With nothing left out, repeat every entry exactly.

*** Records shown Section Begins ***

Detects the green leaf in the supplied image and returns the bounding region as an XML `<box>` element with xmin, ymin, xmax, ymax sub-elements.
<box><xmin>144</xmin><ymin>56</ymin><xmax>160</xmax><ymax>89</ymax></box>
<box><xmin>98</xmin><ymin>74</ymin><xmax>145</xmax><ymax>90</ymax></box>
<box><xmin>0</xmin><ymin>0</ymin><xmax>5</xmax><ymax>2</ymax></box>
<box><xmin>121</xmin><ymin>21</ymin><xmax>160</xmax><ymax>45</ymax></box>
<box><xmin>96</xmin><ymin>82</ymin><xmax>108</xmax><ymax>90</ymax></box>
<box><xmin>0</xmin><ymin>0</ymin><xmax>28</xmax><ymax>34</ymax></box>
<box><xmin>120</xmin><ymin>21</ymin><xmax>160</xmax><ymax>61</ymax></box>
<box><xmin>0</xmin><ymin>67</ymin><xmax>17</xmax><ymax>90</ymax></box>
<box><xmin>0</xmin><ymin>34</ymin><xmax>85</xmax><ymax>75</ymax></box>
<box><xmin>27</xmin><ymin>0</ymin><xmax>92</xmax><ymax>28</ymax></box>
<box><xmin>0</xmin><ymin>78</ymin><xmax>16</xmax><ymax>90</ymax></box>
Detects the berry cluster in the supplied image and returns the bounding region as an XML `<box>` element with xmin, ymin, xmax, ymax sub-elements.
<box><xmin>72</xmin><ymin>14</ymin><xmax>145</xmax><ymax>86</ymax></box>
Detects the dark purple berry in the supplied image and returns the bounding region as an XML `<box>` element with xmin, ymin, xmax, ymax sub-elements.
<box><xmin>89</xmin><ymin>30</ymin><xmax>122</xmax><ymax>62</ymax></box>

*** Records shown Section Ends ***

== Response to the task ==
Detects the green leaf in the supplied image and returns the bounding region as an XML `<box>` element with xmin, ymin, xmax, ymax sub-elements.
<box><xmin>144</xmin><ymin>56</ymin><xmax>160</xmax><ymax>89</ymax></box>
<box><xmin>98</xmin><ymin>74</ymin><xmax>145</xmax><ymax>90</ymax></box>
<box><xmin>0</xmin><ymin>0</ymin><xmax>5</xmax><ymax>2</ymax></box>
<box><xmin>121</xmin><ymin>21</ymin><xmax>160</xmax><ymax>45</ymax></box>
<box><xmin>96</xmin><ymin>82</ymin><xmax>108</xmax><ymax>90</ymax></box>
<box><xmin>0</xmin><ymin>0</ymin><xmax>28</xmax><ymax>34</ymax></box>
<box><xmin>120</xmin><ymin>21</ymin><xmax>160</xmax><ymax>61</ymax></box>
<box><xmin>0</xmin><ymin>67</ymin><xmax>17</xmax><ymax>90</ymax></box>
<box><xmin>0</xmin><ymin>34</ymin><xmax>85</xmax><ymax>75</ymax></box>
<box><xmin>27</xmin><ymin>0</ymin><xmax>92</xmax><ymax>28</ymax></box>
<box><xmin>0</xmin><ymin>78</ymin><xmax>16</xmax><ymax>90</ymax></box>
Detects the berry cluster in the supplied image and returns the bounding region as an XML `<box>` element with xmin, ymin, xmax, ymax sub-elements.
<box><xmin>72</xmin><ymin>14</ymin><xmax>145</xmax><ymax>86</ymax></box>
Detects the dark purple berry in the supplied image and returns the bounding region as an XML `<box>` element with xmin, ymin, xmax, ymax sub-elements.
<box><xmin>89</xmin><ymin>30</ymin><xmax>122</xmax><ymax>62</ymax></box>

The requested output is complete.